● WHAT TO PRODUCE
Lay out the items as a Markdown table with the columns "No." and "Line," numbering each line in order and omitting any blank lines.

[Entries from a dataset]
※ ※ ※

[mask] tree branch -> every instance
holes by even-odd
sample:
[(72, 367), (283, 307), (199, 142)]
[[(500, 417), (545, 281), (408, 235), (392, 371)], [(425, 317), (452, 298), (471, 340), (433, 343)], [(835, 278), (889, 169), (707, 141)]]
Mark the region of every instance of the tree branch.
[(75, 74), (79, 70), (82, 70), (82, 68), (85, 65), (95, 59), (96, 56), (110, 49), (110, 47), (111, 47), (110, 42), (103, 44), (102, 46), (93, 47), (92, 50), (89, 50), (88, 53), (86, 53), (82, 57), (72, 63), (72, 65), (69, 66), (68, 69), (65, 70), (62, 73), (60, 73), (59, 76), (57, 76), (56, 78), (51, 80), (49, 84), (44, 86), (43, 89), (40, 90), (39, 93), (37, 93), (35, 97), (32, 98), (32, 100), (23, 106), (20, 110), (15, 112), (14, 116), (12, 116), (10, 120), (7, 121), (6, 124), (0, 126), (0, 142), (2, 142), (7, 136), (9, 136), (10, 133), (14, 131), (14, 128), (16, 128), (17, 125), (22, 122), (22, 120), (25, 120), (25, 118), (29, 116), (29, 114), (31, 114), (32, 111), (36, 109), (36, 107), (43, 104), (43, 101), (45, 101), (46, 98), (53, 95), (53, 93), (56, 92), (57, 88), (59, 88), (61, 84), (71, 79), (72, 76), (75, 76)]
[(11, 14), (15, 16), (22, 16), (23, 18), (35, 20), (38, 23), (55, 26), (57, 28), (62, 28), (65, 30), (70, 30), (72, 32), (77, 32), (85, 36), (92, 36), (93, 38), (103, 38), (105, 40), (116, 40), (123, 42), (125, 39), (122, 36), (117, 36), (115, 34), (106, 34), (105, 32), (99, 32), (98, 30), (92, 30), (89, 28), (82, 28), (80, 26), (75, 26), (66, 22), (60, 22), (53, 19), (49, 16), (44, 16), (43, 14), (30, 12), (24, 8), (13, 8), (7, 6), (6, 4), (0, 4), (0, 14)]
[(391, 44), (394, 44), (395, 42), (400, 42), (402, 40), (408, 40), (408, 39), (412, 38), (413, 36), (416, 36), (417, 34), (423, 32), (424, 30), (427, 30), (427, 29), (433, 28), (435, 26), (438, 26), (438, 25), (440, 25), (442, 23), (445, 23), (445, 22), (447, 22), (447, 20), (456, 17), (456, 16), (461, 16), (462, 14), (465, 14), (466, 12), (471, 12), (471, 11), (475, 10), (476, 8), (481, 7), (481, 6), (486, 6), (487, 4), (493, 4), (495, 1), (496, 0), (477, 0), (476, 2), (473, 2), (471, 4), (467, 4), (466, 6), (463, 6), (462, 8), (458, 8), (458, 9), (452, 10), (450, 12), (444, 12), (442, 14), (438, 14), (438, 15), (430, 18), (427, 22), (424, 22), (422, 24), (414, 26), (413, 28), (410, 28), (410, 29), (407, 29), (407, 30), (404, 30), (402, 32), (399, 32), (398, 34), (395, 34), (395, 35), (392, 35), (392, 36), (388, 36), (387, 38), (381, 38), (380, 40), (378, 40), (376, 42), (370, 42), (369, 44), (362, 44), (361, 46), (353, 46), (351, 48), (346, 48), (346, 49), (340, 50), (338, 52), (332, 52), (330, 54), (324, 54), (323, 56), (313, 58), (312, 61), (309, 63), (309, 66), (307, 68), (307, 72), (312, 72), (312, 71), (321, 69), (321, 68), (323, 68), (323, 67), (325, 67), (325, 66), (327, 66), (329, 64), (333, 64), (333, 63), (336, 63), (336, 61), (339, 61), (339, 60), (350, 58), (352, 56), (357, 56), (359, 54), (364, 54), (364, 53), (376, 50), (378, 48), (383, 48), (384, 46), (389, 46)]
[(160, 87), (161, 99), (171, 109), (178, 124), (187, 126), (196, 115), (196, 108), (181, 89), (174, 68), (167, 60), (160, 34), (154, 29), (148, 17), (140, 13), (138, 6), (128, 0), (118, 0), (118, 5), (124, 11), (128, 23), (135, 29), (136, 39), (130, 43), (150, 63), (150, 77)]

※ ※ ※

● PROBLEM SOLUTION
| No. | Line |
|---|---|
| 1 | [mask] tree branch -> every instance |
| 2 | holes by even-odd |
| 3 | sample: |
| 4 | [(72, 367), (283, 307), (199, 142)] |
| 5 | [[(500, 417), (545, 281), (408, 235), (392, 371)], [(425, 317), (452, 298), (471, 340), (433, 343)], [(835, 278), (889, 169), (707, 141)]] |
| 6 | Mark the region of every instance of the tree branch. |
| 7 | [(75, 74), (79, 70), (82, 70), (82, 68), (85, 65), (95, 59), (96, 56), (110, 49), (110, 47), (111, 47), (110, 42), (103, 44), (102, 46), (93, 47), (92, 50), (89, 50), (88, 53), (86, 53), (82, 57), (72, 63), (72, 65), (69, 66), (68, 69), (65, 70), (62, 73), (60, 73), (59, 76), (57, 76), (56, 78), (51, 80), (49, 84), (44, 86), (43, 89), (40, 90), (39, 93), (37, 93), (35, 97), (32, 98), (32, 100), (23, 106), (20, 110), (15, 112), (14, 116), (12, 116), (10, 120), (7, 121), (6, 124), (0, 126), (0, 142), (2, 142), (7, 136), (9, 136), (10, 133), (14, 131), (14, 128), (16, 128), (17, 125), (22, 122), (22, 120), (25, 120), (25, 118), (29, 116), (29, 114), (31, 114), (32, 111), (36, 109), (36, 107), (43, 104), (43, 101), (45, 101), (46, 98), (53, 95), (53, 93), (56, 92), (57, 88), (59, 88), (61, 84), (71, 79), (72, 76), (75, 76)] |
| 8 | [(11, 14), (15, 16), (22, 16), (23, 18), (35, 20), (38, 23), (55, 26), (57, 28), (62, 28), (65, 30), (70, 30), (72, 32), (77, 32), (85, 36), (92, 36), (93, 38), (103, 38), (105, 40), (116, 40), (123, 42), (125, 39), (122, 36), (117, 36), (115, 34), (106, 34), (105, 32), (99, 32), (98, 30), (92, 30), (89, 28), (82, 28), (80, 26), (75, 26), (66, 22), (60, 22), (53, 19), (49, 16), (44, 16), (43, 14), (30, 12), (24, 8), (13, 8), (7, 6), (6, 4), (0, 4), (0, 14)] |
| 9 | [(391, 44), (394, 44), (395, 42), (400, 42), (402, 40), (408, 40), (408, 39), (412, 38), (413, 36), (416, 36), (417, 34), (423, 32), (424, 30), (427, 30), (427, 29), (433, 28), (435, 26), (438, 26), (438, 25), (440, 25), (442, 23), (445, 23), (445, 22), (447, 22), (447, 20), (456, 17), (456, 16), (461, 16), (462, 14), (465, 14), (466, 12), (471, 12), (471, 11), (475, 10), (476, 8), (481, 7), (481, 6), (486, 6), (487, 4), (493, 4), (495, 1), (496, 0), (477, 0), (476, 2), (473, 2), (471, 4), (467, 4), (466, 6), (463, 6), (462, 8), (458, 8), (458, 9), (452, 10), (450, 12), (444, 12), (442, 14), (438, 14), (438, 15), (430, 18), (427, 22), (424, 22), (422, 24), (414, 26), (413, 28), (410, 28), (410, 29), (407, 29), (407, 30), (404, 30), (402, 32), (399, 32), (398, 34), (395, 34), (395, 35), (392, 35), (392, 36), (388, 36), (387, 38), (381, 38), (380, 40), (378, 40), (376, 42), (370, 42), (369, 44), (362, 44), (361, 46), (353, 46), (351, 48), (346, 48), (346, 49), (340, 50), (338, 52), (332, 52), (330, 54), (324, 54), (323, 56), (313, 58), (312, 61), (309, 63), (309, 66), (307, 68), (307, 72), (312, 72), (312, 71), (321, 69), (321, 68), (323, 68), (323, 67), (325, 67), (325, 66), (327, 66), (329, 64), (333, 64), (333, 63), (336, 63), (336, 61), (339, 61), (339, 60), (350, 58), (352, 56), (357, 56), (359, 54), (364, 54), (364, 53), (376, 50), (378, 48), (383, 48), (384, 46), (389, 46)] |
| 10 | [(160, 87), (161, 99), (171, 109), (178, 124), (187, 126), (196, 115), (196, 108), (181, 89), (174, 68), (167, 60), (160, 34), (154, 29), (148, 17), (140, 13), (138, 6), (128, 0), (118, 0), (118, 5), (124, 11), (128, 23), (135, 29), (136, 39), (130, 43), (150, 63), (150, 77)] |